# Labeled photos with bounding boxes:
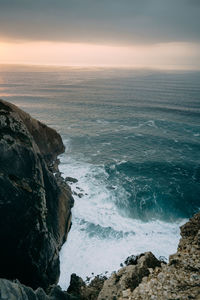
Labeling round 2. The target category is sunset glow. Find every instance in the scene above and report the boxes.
[0,42,200,69]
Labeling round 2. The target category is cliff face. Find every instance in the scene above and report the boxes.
[94,213,200,300]
[0,100,73,289]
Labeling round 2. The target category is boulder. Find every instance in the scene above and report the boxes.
[125,213,200,300]
[0,100,73,289]
[0,279,79,300]
[97,252,160,300]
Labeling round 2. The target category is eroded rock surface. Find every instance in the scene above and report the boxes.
[0,279,79,300]
[97,252,160,300]
[0,100,73,289]
[122,213,200,300]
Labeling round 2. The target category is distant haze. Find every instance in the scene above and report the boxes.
[0,0,200,69]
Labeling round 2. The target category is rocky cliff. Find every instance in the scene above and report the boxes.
[0,100,73,289]
[68,213,200,300]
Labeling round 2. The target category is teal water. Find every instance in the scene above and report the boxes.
[0,66,200,287]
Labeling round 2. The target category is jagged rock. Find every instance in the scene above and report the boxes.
[97,252,160,300]
[0,100,73,289]
[65,177,78,183]
[122,213,200,300]
[0,279,79,300]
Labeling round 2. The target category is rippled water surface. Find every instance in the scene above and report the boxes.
[0,66,200,287]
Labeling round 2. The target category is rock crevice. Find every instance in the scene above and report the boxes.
[0,100,73,289]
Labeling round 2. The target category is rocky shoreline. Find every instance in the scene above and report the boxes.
[0,100,200,300]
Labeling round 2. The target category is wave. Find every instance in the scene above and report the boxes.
[105,161,200,221]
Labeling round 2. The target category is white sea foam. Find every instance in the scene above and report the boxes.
[59,143,184,289]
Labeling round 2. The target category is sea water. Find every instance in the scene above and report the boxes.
[0,66,200,288]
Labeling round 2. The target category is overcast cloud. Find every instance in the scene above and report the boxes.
[0,0,200,44]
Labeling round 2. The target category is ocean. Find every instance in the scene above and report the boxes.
[0,65,200,289]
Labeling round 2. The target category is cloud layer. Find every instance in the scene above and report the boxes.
[0,0,200,45]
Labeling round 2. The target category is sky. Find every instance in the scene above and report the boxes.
[0,0,200,69]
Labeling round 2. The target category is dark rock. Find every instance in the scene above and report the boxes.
[97,252,161,300]
[65,177,78,183]
[67,274,107,300]
[0,100,73,289]
[0,279,79,300]
[67,273,86,297]
[124,253,144,266]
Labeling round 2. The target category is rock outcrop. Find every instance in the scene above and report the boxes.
[119,213,200,300]
[97,252,161,300]
[0,279,80,300]
[65,213,200,300]
[0,100,73,289]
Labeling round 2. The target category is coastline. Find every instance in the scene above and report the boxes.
[0,101,200,300]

# Exercise brief:
Rewrite all the rows above, changing "Labeling round 2" to "Labeling round 3" and keeping everything else the same. Leave the pictures out of your answer.

# Answer to the problem:
Labeling round 3. The target category is sunset glow. Find every instance in the scene above and report the boxes.
[0,42,200,69]
Labeling round 3. The target category is cliff face. Find every instance in the scene above and report the boxes.
[94,213,200,300]
[0,100,73,289]
Labeling round 3. The target category is boulder. Find every instance in the scene above and report the boxes.
[125,213,200,300]
[0,100,73,289]
[0,279,79,300]
[97,252,160,300]
Labeling round 3. The target category is eroded rock surface. Find every instance in the scene above and report the boxes.
[0,279,79,300]
[97,252,160,300]
[0,100,73,289]
[122,213,200,300]
Labeling round 3. The target category is distant haze. Find every instance in the scene above and report the boxes.
[0,0,200,69]
Labeling round 3. The target category is rocky cliff. Find every instance in the scene above and report the boxes.
[0,100,73,289]
[68,213,200,300]
Labeling round 3. The target category is teal water. Find every instance in the scene above and report the boxes.
[0,66,200,287]
Labeling round 3. The target category is jagged rock. Find every instance in the scene above and report the boxes.
[97,252,160,300]
[0,100,73,289]
[65,177,78,183]
[122,213,200,300]
[0,279,79,300]
Labeling round 3. The target category is rippled water surface. Find every instance in the scene above and report the boxes.
[0,66,200,287]
Labeling round 3. The target category is rock crevice. Find every instance in the scene above and report the boxes.
[0,100,73,289]
Labeling round 3. The target category is rocky shoreline. Find every instance in the scene above and report the boxes.
[0,100,200,300]
Labeling round 3. The target category is wave. Find every instance in the scene above and report the boxes.
[105,161,200,221]
Labeling round 3. The target category is white sea foam. Find every instance in the scene above and report the boxes.
[59,143,184,289]
Labeling round 3. The target category is sea water. Find every instance in the scene above and report the boxes.
[0,66,200,288]
Labeling round 3. The target category is overcast cloud. Find every instance in the scene above and report the boxes.
[0,0,200,44]
Labeling round 3. The target category is ocean. Find every instance in the scene above and report the boxes.
[0,65,200,289]
Labeling round 3. The target category is cloud layer. Find every instance in the scene above and report the boxes.
[0,0,200,45]
Labeling round 3. The target category is sky. Find every instance in the scene above and report the boxes.
[0,0,200,69]
Labeling round 3. The target category is dark rock. Find every instance in the scene above and report the boxes.
[97,252,161,300]
[65,177,78,183]
[67,274,107,300]
[0,100,73,289]
[0,279,79,300]
[67,273,86,297]
[124,253,144,266]
Labeling round 3. The target category is rock outcrop. Find every instance in the scene above and report the boxes.
[119,213,200,300]
[97,252,161,300]
[0,279,80,300]
[65,213,200,300]
[0,100,73,289]
Labeling round 3. The target category is coastline. Find every instance in the scene above and report the boxes.
[0,101,200,300]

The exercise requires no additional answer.